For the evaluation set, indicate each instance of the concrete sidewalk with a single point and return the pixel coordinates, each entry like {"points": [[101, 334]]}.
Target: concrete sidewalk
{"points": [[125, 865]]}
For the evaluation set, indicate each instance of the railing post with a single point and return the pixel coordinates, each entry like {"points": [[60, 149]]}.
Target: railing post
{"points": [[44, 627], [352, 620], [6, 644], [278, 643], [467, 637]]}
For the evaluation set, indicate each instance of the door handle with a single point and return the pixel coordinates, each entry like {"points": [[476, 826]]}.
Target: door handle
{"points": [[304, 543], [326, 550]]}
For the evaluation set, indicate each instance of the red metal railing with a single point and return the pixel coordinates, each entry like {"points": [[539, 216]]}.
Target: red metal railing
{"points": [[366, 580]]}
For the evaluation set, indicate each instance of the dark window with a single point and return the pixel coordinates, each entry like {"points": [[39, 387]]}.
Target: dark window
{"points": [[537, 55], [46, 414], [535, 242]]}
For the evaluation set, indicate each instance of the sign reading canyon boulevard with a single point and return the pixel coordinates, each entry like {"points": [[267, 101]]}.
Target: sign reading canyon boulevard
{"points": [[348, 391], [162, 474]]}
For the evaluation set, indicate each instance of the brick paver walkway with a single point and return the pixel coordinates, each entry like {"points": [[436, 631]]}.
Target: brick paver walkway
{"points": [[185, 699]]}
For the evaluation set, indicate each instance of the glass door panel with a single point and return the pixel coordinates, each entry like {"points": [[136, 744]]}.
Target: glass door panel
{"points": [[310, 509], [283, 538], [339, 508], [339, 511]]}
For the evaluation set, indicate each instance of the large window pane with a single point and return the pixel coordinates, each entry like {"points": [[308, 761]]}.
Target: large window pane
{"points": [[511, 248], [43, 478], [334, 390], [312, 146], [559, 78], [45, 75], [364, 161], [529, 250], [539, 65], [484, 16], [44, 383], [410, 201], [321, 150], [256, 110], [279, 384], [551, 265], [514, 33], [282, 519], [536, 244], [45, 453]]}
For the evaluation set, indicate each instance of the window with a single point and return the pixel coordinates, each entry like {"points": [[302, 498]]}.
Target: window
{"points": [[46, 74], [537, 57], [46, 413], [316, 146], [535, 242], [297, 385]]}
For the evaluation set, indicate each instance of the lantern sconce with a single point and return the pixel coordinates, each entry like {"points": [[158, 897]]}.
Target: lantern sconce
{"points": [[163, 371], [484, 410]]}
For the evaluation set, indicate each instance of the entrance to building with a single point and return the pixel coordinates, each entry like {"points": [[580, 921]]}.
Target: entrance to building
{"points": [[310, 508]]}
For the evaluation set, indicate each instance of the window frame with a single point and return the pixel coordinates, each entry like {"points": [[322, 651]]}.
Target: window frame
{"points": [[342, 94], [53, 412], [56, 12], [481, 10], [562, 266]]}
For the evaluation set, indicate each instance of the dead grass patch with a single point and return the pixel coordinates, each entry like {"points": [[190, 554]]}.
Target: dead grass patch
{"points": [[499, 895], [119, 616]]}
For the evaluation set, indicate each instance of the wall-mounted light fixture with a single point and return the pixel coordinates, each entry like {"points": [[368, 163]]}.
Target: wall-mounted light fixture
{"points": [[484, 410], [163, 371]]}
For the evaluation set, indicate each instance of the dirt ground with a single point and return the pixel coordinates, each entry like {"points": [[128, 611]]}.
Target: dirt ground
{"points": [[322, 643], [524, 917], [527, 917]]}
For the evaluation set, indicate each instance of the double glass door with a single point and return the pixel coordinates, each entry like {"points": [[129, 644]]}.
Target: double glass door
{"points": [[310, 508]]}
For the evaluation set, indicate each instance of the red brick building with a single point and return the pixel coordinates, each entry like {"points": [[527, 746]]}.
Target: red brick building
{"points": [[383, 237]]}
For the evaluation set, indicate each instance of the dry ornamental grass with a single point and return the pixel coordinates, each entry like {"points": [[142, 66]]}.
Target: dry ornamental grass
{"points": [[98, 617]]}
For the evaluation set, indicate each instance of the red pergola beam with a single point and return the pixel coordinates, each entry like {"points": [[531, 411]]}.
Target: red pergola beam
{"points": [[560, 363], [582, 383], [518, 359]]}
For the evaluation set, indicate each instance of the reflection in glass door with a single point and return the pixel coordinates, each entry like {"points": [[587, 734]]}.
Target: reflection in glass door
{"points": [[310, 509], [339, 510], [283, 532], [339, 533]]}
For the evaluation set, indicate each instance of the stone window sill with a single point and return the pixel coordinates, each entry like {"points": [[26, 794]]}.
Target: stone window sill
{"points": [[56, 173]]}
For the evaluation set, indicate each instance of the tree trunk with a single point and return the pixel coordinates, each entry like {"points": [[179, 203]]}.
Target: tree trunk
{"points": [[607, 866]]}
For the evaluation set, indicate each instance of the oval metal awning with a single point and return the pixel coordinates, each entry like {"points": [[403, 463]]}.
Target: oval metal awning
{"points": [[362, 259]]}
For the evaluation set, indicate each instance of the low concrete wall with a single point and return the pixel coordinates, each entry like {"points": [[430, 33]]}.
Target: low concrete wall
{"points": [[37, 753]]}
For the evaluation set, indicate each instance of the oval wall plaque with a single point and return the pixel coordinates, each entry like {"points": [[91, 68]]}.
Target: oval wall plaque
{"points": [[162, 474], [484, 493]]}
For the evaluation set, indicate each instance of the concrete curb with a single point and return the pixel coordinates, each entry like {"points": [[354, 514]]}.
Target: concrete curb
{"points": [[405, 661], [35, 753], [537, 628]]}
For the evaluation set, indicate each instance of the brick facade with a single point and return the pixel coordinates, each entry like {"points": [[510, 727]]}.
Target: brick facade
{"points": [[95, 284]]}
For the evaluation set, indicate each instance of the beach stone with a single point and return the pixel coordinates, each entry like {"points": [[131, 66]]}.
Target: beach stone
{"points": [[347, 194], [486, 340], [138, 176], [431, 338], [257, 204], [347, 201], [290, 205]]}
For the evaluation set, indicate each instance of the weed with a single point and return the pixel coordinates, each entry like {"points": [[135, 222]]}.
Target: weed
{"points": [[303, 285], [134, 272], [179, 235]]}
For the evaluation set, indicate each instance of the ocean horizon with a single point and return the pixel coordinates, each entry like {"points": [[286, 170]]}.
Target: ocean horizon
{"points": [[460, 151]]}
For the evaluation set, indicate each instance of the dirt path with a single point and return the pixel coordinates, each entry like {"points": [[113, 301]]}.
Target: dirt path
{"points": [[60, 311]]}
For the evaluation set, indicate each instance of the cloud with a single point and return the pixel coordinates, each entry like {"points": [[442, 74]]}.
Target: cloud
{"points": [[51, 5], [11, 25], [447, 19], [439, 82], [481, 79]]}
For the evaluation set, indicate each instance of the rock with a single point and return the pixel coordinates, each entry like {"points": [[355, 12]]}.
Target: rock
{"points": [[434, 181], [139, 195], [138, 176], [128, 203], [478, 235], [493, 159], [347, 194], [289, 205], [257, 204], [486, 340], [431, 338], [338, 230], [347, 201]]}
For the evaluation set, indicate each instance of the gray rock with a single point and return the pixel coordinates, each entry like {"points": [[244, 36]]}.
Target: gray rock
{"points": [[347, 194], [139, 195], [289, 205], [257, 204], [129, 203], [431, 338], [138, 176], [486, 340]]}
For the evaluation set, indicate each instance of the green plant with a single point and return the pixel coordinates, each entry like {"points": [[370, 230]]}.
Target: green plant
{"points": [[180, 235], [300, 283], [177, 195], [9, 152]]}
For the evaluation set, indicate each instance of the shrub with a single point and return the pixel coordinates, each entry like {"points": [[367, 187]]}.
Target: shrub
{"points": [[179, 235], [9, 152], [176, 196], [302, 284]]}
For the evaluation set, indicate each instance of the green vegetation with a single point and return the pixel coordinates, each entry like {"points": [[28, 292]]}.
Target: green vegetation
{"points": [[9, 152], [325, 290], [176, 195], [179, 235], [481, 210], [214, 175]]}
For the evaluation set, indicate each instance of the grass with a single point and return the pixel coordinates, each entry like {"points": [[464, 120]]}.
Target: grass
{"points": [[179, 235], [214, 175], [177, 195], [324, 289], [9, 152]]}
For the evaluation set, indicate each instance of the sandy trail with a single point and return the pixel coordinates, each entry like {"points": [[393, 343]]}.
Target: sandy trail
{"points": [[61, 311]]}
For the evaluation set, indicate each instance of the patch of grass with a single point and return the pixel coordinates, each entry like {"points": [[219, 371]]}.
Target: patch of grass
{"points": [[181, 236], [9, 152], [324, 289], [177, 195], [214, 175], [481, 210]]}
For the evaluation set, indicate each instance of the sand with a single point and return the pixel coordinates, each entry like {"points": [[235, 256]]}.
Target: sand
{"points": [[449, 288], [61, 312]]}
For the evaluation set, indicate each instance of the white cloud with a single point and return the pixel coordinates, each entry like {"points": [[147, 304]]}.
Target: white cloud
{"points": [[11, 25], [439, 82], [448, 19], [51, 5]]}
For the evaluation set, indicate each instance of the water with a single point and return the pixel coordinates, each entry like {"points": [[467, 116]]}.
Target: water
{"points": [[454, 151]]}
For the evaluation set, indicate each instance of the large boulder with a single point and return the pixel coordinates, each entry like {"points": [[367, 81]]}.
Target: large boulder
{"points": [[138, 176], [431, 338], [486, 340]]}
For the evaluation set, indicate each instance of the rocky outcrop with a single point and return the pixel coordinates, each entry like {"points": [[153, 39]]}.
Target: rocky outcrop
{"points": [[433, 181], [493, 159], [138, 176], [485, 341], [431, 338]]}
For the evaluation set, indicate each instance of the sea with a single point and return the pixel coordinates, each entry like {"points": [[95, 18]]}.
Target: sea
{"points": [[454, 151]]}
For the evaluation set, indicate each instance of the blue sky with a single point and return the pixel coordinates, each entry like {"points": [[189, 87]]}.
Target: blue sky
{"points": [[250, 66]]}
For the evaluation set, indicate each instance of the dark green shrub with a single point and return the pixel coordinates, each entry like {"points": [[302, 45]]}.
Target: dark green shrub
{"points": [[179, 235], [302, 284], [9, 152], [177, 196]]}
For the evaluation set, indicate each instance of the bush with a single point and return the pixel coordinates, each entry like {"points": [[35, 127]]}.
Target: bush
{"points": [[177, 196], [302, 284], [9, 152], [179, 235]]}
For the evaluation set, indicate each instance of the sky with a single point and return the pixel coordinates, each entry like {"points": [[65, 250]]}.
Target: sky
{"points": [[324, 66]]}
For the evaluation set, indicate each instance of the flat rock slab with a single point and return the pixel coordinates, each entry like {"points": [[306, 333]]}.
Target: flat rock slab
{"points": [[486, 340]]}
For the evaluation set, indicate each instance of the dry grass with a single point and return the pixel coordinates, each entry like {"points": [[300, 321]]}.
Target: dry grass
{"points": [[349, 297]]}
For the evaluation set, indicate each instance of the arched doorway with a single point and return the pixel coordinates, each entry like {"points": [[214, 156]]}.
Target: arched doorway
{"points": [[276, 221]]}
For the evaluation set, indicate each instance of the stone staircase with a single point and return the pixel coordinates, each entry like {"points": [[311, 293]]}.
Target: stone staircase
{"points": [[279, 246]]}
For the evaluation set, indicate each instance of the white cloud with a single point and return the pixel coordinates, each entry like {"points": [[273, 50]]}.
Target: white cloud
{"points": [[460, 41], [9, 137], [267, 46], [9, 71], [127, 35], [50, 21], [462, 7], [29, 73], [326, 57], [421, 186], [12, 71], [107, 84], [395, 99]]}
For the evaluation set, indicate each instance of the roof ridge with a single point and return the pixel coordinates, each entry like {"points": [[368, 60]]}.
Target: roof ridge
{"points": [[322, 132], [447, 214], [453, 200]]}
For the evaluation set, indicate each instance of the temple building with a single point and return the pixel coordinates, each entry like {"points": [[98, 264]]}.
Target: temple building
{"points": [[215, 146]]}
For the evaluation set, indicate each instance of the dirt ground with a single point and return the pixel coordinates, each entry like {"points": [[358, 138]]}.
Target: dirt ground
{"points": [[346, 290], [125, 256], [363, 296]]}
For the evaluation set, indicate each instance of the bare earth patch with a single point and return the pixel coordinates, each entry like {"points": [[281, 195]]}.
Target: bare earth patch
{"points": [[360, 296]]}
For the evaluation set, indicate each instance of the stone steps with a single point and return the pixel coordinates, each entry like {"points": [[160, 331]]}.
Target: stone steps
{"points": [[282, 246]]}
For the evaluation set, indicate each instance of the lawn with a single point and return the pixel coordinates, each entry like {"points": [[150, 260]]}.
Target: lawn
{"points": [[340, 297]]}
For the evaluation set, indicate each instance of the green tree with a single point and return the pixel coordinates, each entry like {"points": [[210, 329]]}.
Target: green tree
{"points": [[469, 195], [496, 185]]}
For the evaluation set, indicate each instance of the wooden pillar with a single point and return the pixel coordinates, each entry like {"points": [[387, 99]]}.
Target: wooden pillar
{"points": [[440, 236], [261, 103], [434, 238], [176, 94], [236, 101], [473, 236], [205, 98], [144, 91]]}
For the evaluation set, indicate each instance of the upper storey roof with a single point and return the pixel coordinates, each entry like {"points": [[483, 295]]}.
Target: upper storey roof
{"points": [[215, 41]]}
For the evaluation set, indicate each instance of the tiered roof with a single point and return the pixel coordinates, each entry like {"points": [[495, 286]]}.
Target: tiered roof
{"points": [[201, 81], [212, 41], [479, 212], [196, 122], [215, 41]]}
____________________
# WHAT IS ASKED:
Using the material above, extract the line that contains "For the evaluation set, indicate each instance of the bare" and every line after it, exactly as given; stop at the last line.

# SOLUTION:
For the evaluation set, indicate each instance of the bare earth patch with a single point and return the pixel coordinates, each entry like {"points": [[281, 195]]}.
Target: bare earth patch
{"points": [[360, 296]]}
For the evaluation set, indicate each instance of the stone steps with a single point and return the pixel coordinates, each entry like {"points": [[160, 331]]}.
Target: stone steps
{"points": [[282, 246]]}
For the evaluation set, indicate each instance of the lawn with a single point and return the pixel coordinates, each entry like {"points": [[150, 260]]}.
Target: lawn
{"points": [[340, 297]]}
For the evaluation set, indicate each instance of the green tree with a single point and return the pixel coordinates, each entry like {"points": [[210, 329]]}.
Target: green tree
{"points": [[469, 195], [496, 185]]}
For the evaluation set, indicate each instance of the wooden pillar with a single point and return the pixel coordinates, each entry like {"points": [[387, 99]]}.
Target: wooden pillar
{"points": [[440, 236], [261, 103], [434, 238], [176, 94], [236, 101], [473, 236], [205, 98], [144, 91]]}
For the evaluation set, indicate each instance of the upper storey roof with a single point and return the pixel coordinates, each entry like {"points": [[483, 295]]}.
Target: upper storey roof
{"points": [[215, 41]]}
For the evaluation set, indicate each instance of the tiered roof with a single point and return the pixel coordinates, each entry like {"points": [[495, 286]]}.
Target: tiered roof
{"points": [[201, 81], [212, 41], [479, 212], [196, 122], [215, 41]]}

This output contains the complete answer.